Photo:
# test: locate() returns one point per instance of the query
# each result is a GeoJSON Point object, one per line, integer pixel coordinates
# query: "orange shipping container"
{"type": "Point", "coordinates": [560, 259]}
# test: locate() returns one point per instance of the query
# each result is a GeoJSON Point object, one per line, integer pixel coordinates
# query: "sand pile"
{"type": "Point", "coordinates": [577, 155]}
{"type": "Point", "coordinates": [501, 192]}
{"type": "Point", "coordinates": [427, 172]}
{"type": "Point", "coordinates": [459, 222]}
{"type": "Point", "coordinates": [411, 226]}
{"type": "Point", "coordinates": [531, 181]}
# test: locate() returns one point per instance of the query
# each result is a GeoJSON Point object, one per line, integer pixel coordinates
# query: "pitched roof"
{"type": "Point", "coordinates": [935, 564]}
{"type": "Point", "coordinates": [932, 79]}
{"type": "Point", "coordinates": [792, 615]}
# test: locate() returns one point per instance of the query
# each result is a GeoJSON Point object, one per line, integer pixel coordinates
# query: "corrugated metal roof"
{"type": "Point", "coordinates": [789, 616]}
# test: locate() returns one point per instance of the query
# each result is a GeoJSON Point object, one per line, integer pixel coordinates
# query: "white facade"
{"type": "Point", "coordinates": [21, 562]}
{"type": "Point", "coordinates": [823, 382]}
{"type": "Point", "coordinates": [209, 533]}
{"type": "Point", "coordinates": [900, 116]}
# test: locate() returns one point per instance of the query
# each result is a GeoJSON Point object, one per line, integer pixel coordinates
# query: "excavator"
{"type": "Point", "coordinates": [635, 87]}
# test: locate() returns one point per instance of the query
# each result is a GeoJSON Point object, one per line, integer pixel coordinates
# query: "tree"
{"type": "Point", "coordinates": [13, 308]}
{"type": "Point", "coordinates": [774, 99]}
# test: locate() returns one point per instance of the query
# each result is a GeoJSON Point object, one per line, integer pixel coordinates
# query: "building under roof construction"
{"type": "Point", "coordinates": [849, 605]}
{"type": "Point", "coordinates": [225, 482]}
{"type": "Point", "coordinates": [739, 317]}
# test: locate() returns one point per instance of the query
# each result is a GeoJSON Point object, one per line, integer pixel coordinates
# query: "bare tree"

====

GIVEN INSTRUCTION
Word for word, restate all of the data shown above.

RESPONSE TO THE EXERCISE
Photo:
# test: locate() returns one point per instance of the query
# each result is a GeoJSON Point object, one per line, integer pixel coordinates
# query: "orange shipping container"
{"type": "Point", "coordinates": [560, 259]}
# test: locate() returns one point per instance of the query
# each result is a GeoJSON Point object, one per line, integer pixel coordinates
# query: "sand pile"
{"type": "Point", "coordinates": [577, 155]}
{"type": "Point", "coordinates": [501, 192]}
{"type": "Point", "coordinates": [427, 172]}
{"type": "Point", "coordinates": [459, 222]}
{"type": "Point", "coordinates": [411, 226]}
{"type": "Point", "coordinates": [531, 181]}
# test: locate() returns one point per instance of the query
# each result is a GeoJSON Point object, one per line, integer pixel coordinates
# query: "pitched roof"
{"type": "Point", "coordinates": [935, 564]}
{"type": "Point", "coordinates": [932, 79]}
{"type": "Point", "coordinates": [792, 615]}
# test: locate() returns one point per instance of the query
# each result is a GeoJSON Point object, one per line, integer pixel coordinates
# query: "corrugated metal roof"
{"type": "Point", "coordinates": [789, 616]}
# test: locate() returns one point per instance of the query
# each result is a GeoJSON Point object, one per line, integer pixel coordinates
# query: "white facade"
{"type": "Point", "coordinates": [21, 562]}
{"type": "Point", "coordinates": [823, 382]}
{"type": "Point", "coordinates": [209, 533]}
{"type": "Point", "coordinates": [900, 116]}
# test: locate() returns one point per instance of the query
# each result is a GeoJSON Point object, one per line, integer pixel coordinates
# query: "excavator"
{"type": "Point", "coordinates": [635, 87]}
# test: locate() returns one point per instance of the query
# each result is a GeoJSON Point object, one per line, integer pixel coordinates
# query: "tree"
{"type": "Point", "coordinates": [13, 308]}
{"type": "Point", "coordinates": [774, 99]}
# test: locate() returns one point per instance of the query
# each result is a GeoJSON Point object, one per line, integer pixel coordinates
# query: "building under roof construction"
{"type": "Point", "coordinates": [849, 605]}
{"type": "Point", "coordinates": [225, 482]}
{"type": "Point", "coordinates": [739, 317]}
# test: locate() returns one point per instance of the query
# each result is a GeoJSON Point object, one per line, integer pixel coordinates
# query: "bare tree"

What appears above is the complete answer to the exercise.